How to complete this task: Leave the images aside and repeat the whole listing exactly.

Provided entries:
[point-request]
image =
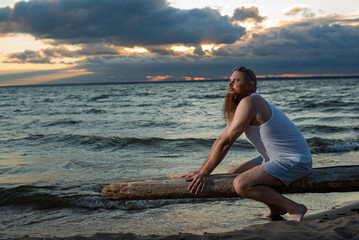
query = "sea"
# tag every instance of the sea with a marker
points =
(60, 145)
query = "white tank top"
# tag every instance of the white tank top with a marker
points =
(279, 139)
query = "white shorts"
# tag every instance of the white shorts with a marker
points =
(284, 170)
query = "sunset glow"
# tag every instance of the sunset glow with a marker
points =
(205, 39)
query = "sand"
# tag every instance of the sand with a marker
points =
(338, 223)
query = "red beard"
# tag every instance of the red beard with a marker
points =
(231, 102)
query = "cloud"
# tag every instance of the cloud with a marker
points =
(125, 22)
(306, 11)
(247, 14)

Result below:
[point-request]
image =
query = "sea"
# tag every instance of the sea with a marker
points =
(60, 145)
query = "white tank top"
# tag every instance of the white tank top with a marker
points =
(279, 139)
query = "white shorts"
# tag every instance of the white shorts with a marker
points =
(284, 170)
query = "sunset glow"
# tag every instance of the sunset glow with a marker
points =
(205, 39)
query = "sand"
# tag every instance of the sand with a marker
points =
(338, 223)
query = "red beard"
# tag every instance of the red beard with a marker
points =
(231, 102)
query = "cloud"
# tag every instance of the cloud with a marker
points =
(125, 22)
(306, 11)
(247, 14)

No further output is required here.